### Отрывок текста
──────────────────────────────

Свобода печати, конечно, была одной из наиболее важных внутренних пружин так называемой перестройки, одним из самых внешне заметных ее проявлений, – в отличие от иных, зачастую вполне скрытых от общества целей. Некоторое время назад были рассекречены материалы ЦРУ за 80-е – начало 90-х годов, за десять лет. Судя по ним, ЦРУ не понимало ничего… Собственно, почти все известные политики и политические силы и в России, и за рубежом не понимали, что происходит. И потому, может быть, самый важный вопрос: кто и в какой степени, тем не менее, это понимал, выстраивал ли кто-то этот курс?
Журнал «Гласность», первый номер которого вышел 3 июня восемьдесят седьмого года, никогда не был маргинальным. И хотя мы сами печатали лишь 100 экземпляров, журнал в России читали десятки тысяч людей. Мы давали его лишь тем, кто его перепечатывал в Новосибирске, Свердловске, Перми, Ленинграде, Ереване и Таллине, не говоря уж о Москве, – на пишущей машинке, фото способом, на компьютерах, на ксероксах. Был и русский тираж «Гласности», который выпускала «Русская мысль» в Париже (30 тысяч экземпляров), тогда «Русская мысль» в Москве не продавалась, но доходило немало, тем более что было и микроиздание для пересылки в почтовых конвертах; выходило около десятка изданий «Гласности» на других языках В Риге, Ереване, Нью-Йорке (тираж 12 000 экз.), Берне (по-немецки), в Париже (еще и по-французски) и т.д. Шли не только практически еже-дневные передачи на радио «Свобода» и «Голос Америки» с материалами «Гласности», с нашими комментариями, но и с нами активно велась борьба в центральных русских газетах. И «Правда», и «Известия», и «Комсомольская правда», и «Московская правда», и «Вечерняя Москва» – комментировали, обвиняли и разоблачали «Гласность». Журнал «Юность» (тиражом в 10 миллионов) перепечатывал изредка наши материалы, в частности, о деле «социалистов» и осуждении к семи годам Миши Ривкина по показаниям Бориса Кагарлицкого. Благодаря всему этому журнал «Гласность» был едва ли не более популярным, чем другие издания в стране. Мы все время были на слуху, в течение нескольких лет журнал был единственным источником неподцензурной информации в стране, где все еще свирепствовала цензура. 87-й год, 88-й, 89-й, 90-й – это постоянные нападения на «Гласность», в том числе первый полный разгром в 1988-м (потом было такое полное уничтожение в 1992-м и в 1993-м). История этого первого разгрома на самом деле достаточно ясно показывает место журнала в общественной жизни того времени, и потому на ней, может быть, есть смысл остановиться.

──────────────────────────────

### Исходные строки
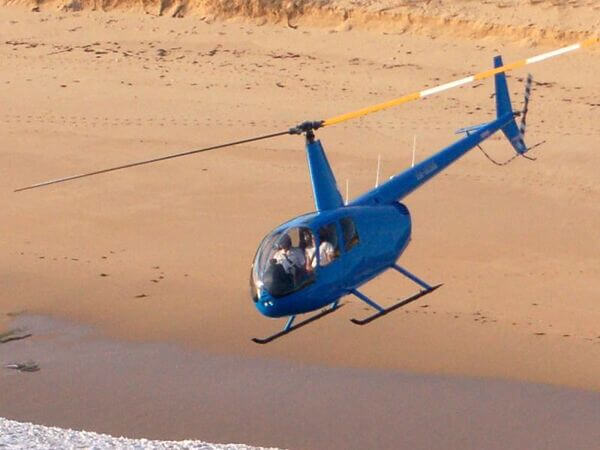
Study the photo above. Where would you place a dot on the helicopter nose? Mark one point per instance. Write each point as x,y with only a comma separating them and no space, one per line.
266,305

──────────────────────────────

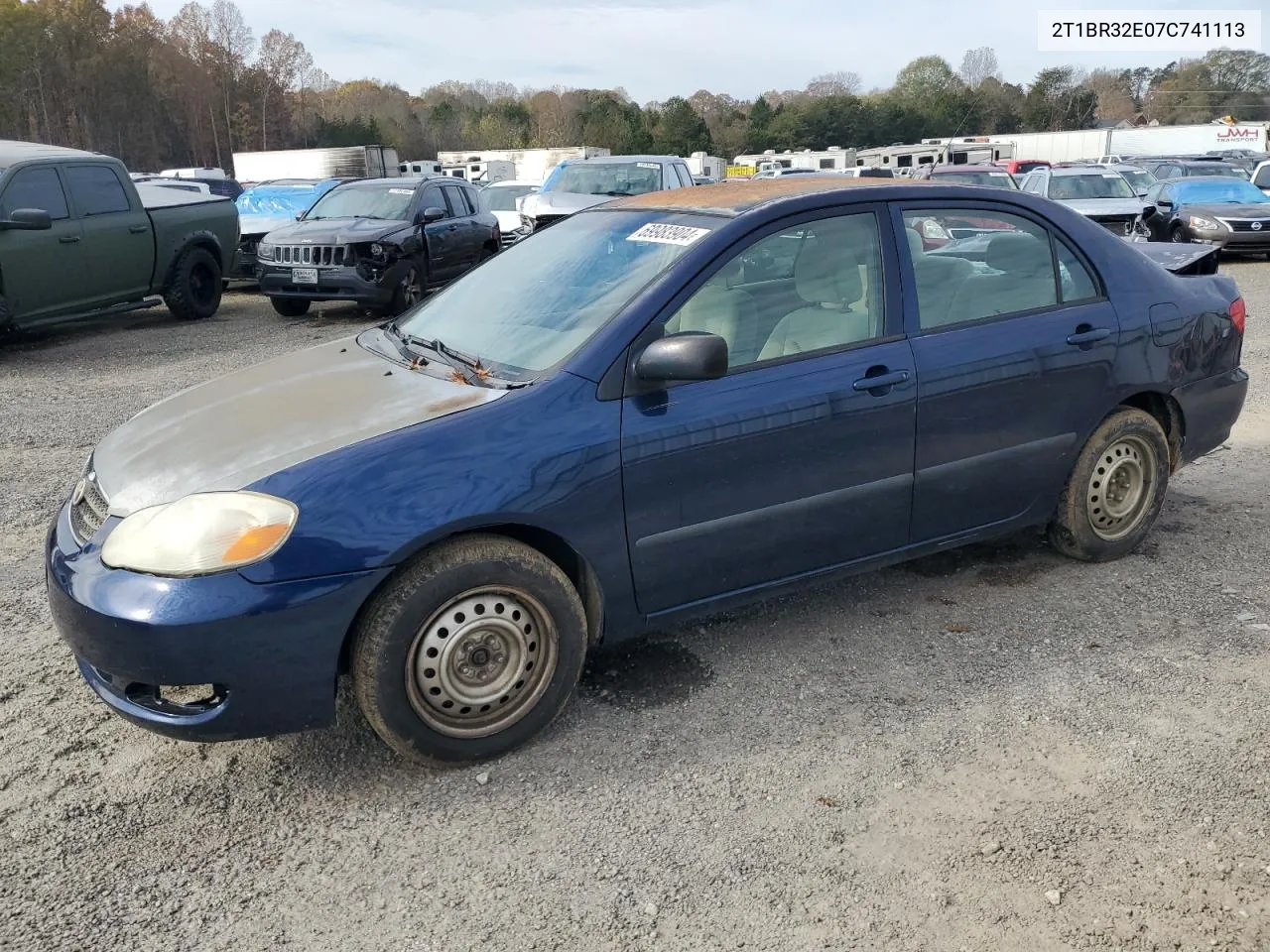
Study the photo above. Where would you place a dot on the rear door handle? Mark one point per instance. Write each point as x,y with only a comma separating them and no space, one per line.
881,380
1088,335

──────────────────────────────

### Короткое задание 1
Проверьте по отрывку о журнале «Гласность», верны ли утверждения (а), (б) и (в). На каждое ответьте «да» или «нет» и приведите решающие слова отрывка дословной цитатой.
(а) Первый номер журнала вышел 3 июня 1987 года.
(б) Редакция сама печатала 30 тысяч экземпляров журнала.
(в) Тираж издания в Нью-Йорке составлял 12 000 экземпляров.
### Короткое задание 2
Сколько строк содержат слово "comma"? Регистр букв учитывается. В ответе укажите только число.

### Результат задания 1
(а) Да: «первый номер которого вышел 3 июня восемьдесят седьмого года».
(б) Нет: «мы сами печатали лишь 100 экземпляров».
(в) Да: «Нью-Йорке (тираж 12 000 экз.)».

### Результат задания 2
2